> _WHAT TO WORK ON_: Please retype every entry, keeping each one exactly as written.

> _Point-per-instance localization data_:
+ + + + + + +

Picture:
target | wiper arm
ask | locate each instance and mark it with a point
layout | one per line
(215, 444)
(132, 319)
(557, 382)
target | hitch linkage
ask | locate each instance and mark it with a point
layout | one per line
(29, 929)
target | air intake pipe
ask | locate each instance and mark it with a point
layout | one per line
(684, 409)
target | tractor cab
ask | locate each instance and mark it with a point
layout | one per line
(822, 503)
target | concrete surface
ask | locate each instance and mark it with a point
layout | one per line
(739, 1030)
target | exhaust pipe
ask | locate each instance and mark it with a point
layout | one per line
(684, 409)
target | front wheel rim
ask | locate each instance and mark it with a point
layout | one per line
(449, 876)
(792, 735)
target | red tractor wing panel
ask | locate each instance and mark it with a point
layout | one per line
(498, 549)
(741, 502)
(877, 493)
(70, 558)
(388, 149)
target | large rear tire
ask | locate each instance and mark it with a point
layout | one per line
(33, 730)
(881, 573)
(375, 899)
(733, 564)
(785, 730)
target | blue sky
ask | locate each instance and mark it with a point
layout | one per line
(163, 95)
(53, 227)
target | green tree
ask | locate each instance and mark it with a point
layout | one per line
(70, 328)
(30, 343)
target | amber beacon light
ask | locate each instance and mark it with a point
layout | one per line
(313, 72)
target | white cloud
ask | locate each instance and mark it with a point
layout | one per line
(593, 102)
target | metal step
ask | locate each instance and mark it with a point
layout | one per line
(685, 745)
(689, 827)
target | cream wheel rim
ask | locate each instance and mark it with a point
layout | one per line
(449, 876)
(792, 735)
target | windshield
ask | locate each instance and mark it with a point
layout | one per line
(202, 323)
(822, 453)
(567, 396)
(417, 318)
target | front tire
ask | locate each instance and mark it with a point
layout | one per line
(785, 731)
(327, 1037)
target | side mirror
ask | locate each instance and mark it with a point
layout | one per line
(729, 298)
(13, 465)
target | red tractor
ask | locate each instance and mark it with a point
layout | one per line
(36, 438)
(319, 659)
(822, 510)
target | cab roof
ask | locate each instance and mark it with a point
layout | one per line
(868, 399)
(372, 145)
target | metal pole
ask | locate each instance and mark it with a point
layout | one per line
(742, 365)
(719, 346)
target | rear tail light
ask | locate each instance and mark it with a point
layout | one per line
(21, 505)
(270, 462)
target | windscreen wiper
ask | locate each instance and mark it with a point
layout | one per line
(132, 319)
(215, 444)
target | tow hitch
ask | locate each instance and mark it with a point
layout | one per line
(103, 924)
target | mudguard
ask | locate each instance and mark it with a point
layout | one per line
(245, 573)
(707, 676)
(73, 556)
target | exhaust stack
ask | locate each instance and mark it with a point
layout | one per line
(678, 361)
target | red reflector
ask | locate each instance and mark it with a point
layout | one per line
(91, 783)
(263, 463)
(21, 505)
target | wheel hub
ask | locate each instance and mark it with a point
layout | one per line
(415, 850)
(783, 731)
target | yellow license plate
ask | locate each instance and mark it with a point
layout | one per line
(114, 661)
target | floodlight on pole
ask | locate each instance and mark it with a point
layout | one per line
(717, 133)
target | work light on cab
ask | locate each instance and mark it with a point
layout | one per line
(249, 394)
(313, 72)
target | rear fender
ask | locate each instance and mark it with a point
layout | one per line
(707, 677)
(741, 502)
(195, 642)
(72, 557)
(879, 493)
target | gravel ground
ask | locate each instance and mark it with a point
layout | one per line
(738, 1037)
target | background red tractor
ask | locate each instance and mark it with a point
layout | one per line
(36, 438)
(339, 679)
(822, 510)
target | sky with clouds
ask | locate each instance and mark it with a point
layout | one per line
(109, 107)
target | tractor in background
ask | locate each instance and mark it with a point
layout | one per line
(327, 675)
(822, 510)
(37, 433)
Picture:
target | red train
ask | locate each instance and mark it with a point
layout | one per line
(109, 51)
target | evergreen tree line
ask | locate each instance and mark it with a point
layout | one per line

+ + + + + + +

> _COMPLETED EXERCISE_:
Picture:
target | wiper arm
ask | locate each instance and mark it with a point
layout | one per line
(215, 444)
(132, 319)
(557, 382)
target | hitch linkage
ask | locate each instance and mark it with a point
layout | one per line
(29, 929)
target | air intake pipe
ask | locate each instance and mark it with a point
layout | one per line
(684, 409)
target | tractor cab
ask | locate each instance and mark it with a point
layout | one per line
(822, 503)
target | concrete surface
ask | locate each instance and mark it with a point
layout | one per line
(739, 1030)
target | exhaust pipe
ask | locate each instance and mark it with a point
layout | one per line
(684, 409)
target | front wheel rim
ask | locate each instance and mark it with a point
layout | one per line
(449, 876)
(792, 735)
target | red tractor wing panel
ask | locate each instance and mark it with a point
layout | one per line
(498, 549)
(741, 502)
(877, 493)
(70, 558)
(388, 149)
target | large rear tire
ask | locate each instance and mark it with a point
layout | one per line
(33, 730)
(881, 573)
(375, 899)
(733, 564)
(785, 730)
target | blue sky
ask | locate each instance and mark it with a point
layout | one per line
(163, 95)
(53, 227)
target | green tree
ask | locate each instance and mark it with a point
layout | one per line
(70, 328)
(30, 343)
target | amber beacon light
ask | locate each instance and mark it with a point
layout | one per line
(313, 72)
target | white cloud
ask | locate each instance and mark it with a point
layout | one per line
(593, 102)
target | metal step
ask | locate each instance and mark it with a point
layout | one per line
(685, 745)
(689, 827)
target | cream wheel rim
ask | locate each instance and mark it with a point
layout | one per line
(449, 876)
(792, 735)
target | windshield
ask | locate each instance and mark it with a point
layout | one per line
(202, 323)
(822, 453)
(567, 396)
(417, 318)
target | front tire
ask | locate each instance and mark it with a point
layout | one per line
(785, 731)
(327, 1037)
target | side mirror
ask | locate each instance and mark it with a point
layout | one per line
(729, 298)
(13, 465)
target | red tractor
ask | locate each instance and mark it with a point
layout | one per line
(36, 438)
(319, 659)
(822, 510)
target | cab roof
ask | locate each instance and mark it with a point
layout | one per line
(868, 399)
(372, 145)
target | metal pole
ask | locate each instance and mark it with a point
layout | one per line
(742, 365)
(719, 346)
target | rear tail light
ask | locate each instance and mark it with a point
layout | one per line
(21, 505)
(270, 462)
target | windscreen wiper
ask | locate each instance and mark it with a point
layout | one per line
(132, 319)
(215, 444)
target | tow hitch
ask | locate each instance and mark it with a point
layout | one per line
(103, 924)
target | mudguard
ask | locate each instance and mark it with a point
layout | one per line
(245, 573)
(707, 676)
(73, 556)
target | exhaust stack
ask | locate each instance and mark it with a point
layout | one per line
(678, 361)
target | red reflector
ask | locate each instance and mark it with a point
layout | one per line
(91, 783)
(263, 463)
(21, 505)
target | wheel hub
ask | locate each instance and mark it with a point
layout | one per line
(415, 850)
(783, 731)
target | yellow license plate
ask | locate each instance and mark it with a point
layout | one per line
(114, 661)
target | floodlight on pole
ask | locate each instance and mark it with a point
layout | one per line
(717, 133)
target | work light on cab
ask | locate each instance and mark it with a point
layout | one per line
(249, 394)
(313, 72)
target | rear fender
ask | locate each instance and mark it with a point
layout | one per line
(707, 677)
(741, 502)
(195, 642)
(72, 557)
(879, 493)
target | gravel ground
ask | locate each instance and mark it with a point
layout | one per line
(738, 1037)
target | background red tractor
ask | locate each instance and mark it with a point
layout | one per line
(36, 438)
(339, 679)
(822, 510)
target | sky with clouds
ask | locate each instance and mark it with a point
layout | one per line
(109, 107)
target | tractor in background
ask | locate each instance and mark it with a point
layout | one per line
(327, 675)
(822, 510)
(37, 433)
Picture:
target | red train
ask | locate each instance and mark it with a point
layout | one per line
(109, 51)
target | evergreen tree line
ask | locate each instance and mark it with a point
layout | one per line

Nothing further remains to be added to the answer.